Show every line of the records below that contains the string "surface". Case counts.

═════ MATERIAL FOR THE TASK

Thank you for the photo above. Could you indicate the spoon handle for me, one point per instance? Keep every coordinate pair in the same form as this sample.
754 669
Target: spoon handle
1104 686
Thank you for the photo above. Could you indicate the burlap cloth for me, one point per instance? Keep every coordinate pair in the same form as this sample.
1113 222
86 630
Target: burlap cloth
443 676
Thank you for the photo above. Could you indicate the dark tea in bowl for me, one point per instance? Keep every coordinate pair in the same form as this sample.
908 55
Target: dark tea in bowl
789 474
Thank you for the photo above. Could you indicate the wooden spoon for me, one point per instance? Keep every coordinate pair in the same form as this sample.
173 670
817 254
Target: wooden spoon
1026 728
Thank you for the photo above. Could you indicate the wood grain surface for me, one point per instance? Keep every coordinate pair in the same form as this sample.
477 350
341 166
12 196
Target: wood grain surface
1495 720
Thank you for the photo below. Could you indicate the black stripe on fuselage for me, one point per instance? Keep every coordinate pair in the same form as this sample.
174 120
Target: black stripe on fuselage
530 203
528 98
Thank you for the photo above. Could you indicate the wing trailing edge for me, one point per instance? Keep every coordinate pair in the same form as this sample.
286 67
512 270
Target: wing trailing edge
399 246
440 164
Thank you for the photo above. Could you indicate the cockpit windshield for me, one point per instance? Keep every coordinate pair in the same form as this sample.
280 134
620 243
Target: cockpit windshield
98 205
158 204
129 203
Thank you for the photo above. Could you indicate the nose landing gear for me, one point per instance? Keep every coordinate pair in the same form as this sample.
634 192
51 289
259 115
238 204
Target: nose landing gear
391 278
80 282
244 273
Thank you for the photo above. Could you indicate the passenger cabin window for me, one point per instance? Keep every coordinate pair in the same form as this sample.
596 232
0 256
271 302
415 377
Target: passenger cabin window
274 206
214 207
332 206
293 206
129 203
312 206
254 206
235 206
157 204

══════════
═════ MATERIAL FOR THE TASK

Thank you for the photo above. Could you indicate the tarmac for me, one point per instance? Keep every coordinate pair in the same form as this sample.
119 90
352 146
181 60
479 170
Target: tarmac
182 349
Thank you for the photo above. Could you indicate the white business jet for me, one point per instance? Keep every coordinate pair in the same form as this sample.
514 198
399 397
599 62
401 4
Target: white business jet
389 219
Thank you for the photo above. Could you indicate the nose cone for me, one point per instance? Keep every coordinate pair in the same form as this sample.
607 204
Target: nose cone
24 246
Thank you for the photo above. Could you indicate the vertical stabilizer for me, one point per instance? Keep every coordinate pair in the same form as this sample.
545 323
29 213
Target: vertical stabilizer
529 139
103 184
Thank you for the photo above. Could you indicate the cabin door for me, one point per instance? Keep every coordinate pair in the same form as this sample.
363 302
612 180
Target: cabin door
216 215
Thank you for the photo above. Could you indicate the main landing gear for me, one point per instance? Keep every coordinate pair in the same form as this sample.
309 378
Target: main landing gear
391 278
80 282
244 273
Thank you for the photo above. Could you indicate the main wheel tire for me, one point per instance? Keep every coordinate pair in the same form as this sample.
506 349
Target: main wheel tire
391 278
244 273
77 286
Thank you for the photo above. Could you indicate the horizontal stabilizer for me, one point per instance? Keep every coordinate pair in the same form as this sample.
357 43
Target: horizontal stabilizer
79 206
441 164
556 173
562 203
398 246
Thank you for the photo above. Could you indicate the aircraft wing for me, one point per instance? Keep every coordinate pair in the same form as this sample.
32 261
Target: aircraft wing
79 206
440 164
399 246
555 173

══════════

§ TASK ANSWER:
Thank you for the photo above. Could you indicate the wood grain surface for me, one point per instance? Keep every coordinate pair in the same form as this sample.
Target: wood grain surface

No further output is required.